===== The data =====

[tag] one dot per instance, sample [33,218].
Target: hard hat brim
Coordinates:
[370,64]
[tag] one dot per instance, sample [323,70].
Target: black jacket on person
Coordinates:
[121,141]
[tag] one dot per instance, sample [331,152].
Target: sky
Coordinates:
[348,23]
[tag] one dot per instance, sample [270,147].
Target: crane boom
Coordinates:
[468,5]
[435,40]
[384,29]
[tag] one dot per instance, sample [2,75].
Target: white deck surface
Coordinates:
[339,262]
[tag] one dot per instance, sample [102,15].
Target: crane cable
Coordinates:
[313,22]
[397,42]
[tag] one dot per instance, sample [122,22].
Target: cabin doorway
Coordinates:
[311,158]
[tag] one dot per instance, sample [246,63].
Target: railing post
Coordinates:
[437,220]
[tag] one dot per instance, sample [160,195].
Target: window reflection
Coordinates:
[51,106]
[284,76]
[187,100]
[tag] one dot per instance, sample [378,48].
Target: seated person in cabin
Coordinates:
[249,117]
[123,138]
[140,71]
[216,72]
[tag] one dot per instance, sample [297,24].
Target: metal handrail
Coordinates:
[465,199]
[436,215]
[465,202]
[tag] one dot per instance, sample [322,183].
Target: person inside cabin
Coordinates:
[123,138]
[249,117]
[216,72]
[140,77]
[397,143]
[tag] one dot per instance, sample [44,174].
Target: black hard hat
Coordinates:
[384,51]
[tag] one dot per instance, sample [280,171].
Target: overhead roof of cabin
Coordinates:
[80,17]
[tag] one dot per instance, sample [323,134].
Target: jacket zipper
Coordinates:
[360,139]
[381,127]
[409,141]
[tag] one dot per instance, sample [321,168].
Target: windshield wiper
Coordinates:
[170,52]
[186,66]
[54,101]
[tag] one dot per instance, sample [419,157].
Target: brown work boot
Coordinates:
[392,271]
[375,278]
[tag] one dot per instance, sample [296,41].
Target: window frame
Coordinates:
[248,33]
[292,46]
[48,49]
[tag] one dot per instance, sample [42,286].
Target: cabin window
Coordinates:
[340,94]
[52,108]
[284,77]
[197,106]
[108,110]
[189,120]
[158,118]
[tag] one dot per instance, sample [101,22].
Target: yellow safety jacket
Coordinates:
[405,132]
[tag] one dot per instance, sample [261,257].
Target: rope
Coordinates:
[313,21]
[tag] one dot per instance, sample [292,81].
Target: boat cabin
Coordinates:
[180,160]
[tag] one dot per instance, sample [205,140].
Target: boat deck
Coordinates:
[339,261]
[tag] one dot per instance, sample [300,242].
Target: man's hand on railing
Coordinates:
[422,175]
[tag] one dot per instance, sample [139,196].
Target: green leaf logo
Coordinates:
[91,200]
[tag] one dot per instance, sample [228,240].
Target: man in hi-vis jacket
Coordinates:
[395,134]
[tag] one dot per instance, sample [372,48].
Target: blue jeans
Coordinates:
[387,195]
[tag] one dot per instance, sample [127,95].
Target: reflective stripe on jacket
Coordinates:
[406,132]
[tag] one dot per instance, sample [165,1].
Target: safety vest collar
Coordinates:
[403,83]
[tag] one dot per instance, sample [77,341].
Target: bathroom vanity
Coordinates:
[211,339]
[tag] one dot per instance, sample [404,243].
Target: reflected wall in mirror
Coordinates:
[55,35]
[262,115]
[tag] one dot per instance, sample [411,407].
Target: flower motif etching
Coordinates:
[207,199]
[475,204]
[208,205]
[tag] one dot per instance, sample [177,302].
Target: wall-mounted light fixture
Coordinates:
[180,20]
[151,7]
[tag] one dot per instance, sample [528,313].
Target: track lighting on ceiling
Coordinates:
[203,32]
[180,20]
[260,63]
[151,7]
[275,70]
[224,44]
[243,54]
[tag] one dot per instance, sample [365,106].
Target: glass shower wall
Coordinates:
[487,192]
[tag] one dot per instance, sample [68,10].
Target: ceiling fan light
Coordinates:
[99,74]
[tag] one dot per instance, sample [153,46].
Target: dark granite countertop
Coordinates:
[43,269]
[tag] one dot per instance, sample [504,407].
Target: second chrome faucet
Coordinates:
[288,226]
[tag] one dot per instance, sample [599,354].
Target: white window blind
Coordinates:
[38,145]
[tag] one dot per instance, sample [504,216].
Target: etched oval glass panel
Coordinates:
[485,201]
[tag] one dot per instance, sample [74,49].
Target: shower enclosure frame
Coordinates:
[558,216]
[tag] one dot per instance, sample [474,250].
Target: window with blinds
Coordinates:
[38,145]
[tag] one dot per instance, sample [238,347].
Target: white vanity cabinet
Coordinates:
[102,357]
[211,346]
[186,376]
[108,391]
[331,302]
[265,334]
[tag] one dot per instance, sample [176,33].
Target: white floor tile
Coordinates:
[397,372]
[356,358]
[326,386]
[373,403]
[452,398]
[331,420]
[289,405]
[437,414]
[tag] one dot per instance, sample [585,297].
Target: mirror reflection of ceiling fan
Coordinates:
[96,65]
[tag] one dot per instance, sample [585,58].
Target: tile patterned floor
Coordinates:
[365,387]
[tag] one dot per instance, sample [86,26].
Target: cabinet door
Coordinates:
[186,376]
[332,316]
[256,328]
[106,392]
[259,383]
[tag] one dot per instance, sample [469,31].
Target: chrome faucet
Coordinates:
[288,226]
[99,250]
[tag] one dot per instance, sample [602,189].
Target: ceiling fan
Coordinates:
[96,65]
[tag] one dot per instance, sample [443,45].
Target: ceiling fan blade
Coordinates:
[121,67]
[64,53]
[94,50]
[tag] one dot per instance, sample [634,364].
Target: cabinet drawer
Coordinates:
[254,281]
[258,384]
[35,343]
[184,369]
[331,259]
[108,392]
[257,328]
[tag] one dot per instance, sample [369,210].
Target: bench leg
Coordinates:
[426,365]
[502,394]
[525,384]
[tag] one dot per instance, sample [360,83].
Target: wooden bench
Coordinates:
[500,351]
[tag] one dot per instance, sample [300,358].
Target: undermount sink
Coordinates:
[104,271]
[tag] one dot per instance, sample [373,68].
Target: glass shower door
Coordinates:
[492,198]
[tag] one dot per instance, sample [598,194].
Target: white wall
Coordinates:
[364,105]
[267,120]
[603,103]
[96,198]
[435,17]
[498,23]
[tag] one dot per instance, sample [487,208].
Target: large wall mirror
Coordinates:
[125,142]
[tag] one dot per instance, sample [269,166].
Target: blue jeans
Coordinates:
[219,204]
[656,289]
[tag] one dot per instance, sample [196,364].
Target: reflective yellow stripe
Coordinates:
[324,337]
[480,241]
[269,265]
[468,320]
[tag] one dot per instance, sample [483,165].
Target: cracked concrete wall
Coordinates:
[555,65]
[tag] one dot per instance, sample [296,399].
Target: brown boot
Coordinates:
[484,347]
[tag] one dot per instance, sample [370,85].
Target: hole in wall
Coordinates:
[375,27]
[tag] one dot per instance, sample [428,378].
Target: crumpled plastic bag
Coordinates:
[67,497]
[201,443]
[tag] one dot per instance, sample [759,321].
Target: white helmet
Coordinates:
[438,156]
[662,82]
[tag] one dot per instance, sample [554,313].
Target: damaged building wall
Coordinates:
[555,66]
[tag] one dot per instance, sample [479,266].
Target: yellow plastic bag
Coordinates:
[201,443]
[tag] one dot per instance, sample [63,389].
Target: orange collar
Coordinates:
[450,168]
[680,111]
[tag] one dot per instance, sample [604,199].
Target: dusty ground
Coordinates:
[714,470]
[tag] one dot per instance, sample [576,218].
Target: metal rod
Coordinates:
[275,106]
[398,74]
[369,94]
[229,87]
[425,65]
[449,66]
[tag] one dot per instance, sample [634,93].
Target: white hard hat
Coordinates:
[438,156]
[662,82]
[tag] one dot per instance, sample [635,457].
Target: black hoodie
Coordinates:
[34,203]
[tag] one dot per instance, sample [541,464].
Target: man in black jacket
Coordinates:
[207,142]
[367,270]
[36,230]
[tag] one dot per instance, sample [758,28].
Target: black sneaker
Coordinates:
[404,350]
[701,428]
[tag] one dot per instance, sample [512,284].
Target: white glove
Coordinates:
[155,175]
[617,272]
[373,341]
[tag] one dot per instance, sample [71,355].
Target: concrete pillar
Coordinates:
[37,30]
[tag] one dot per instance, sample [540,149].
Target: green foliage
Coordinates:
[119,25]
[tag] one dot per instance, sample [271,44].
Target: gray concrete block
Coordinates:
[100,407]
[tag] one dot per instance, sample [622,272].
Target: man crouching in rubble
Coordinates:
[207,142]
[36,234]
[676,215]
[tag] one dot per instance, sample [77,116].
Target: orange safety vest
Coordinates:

=====

Task to complete: The answer must consist solely of the lines from the first line of the data to the line holding "[tag] one dot per instance, sample [42,286].", each given again exactly.

Answer to this task:
[tag] one dot per instance, sample [33,218].
Target: hard hat brim
Coordinates:
[370,64]
[tag] one dot per instance, sample [323,70].
Target: black jacket on person
Coordinates:
[121,141]
[tag] one dot per instance, sample [331,152].
Target: sky
Coordinates:
[348,23]
[tag] one dot per instance, sample [270,147].
Target: crane boom
Coordinates:
[468,5]
[435,40]
[384,29]
[tag] one dot per instance, sample [2,75].
Target: white deck surface
Coordinates:
[339,262]
[tag] one dot per instance, sample [102,15].
Target: crane cable
Coordinates:
[313,22]
[397,42]
[tag] one dot per instance, sample [122,22].
Target: cabin doorway
Coordinates:
[311,158]
[tag] one dot per instance, sample [246,63].
Target: railing post
Coordinates:
[437,220]
[tag] one dot per instance, sample [160,195].
Target: window reflection
Coordinates:
[51,106]
[284,76]
[187,100]
[tag] one dot per instance, sample [378,48].
Target: seated person in cabin
Coordinates:
[249,117]
[123,138]
[140,71]
[216,72]
[tag] one dot per instance, sample [297,24].
Target: metal handrail
Coordinates:
[465,199]
[436,215]
[465,202]
[tag] one dot per instance, sample [322,183].
Target: person inside cabin
Coordinates:
[123,138]
[249,117]
[216,72]
[140,77]
[397,143]
[tag] one dot per instance, sample [44,174].
Target: black hard hat
Coordinates:
[384,51]
[tag] one dot per instance, sample [280,171].
Target: overhead roof of cabin
Coordinates:
[80,17]
[tag] one dot per instance, sample [323,134].
Target: jacket zipper
Coordinates:
[360,139]
[381,127]
[409,141]
[tag] one dot per instance, sample [321,168].
Target: windshield wiper
Coordinates:
[170,52]
[186,66]
[54,101]
[tag] one dot per instance, sample [419,157].
Target: brown work boot
Coordinates:
[392,271]
[375,278]
[tag] one dot per instance, sample [296,41].
Target: window frame
Coordinates:
[248,33]
[292,46]
[48,49]
[tag] one dot per instance, sample [42,286].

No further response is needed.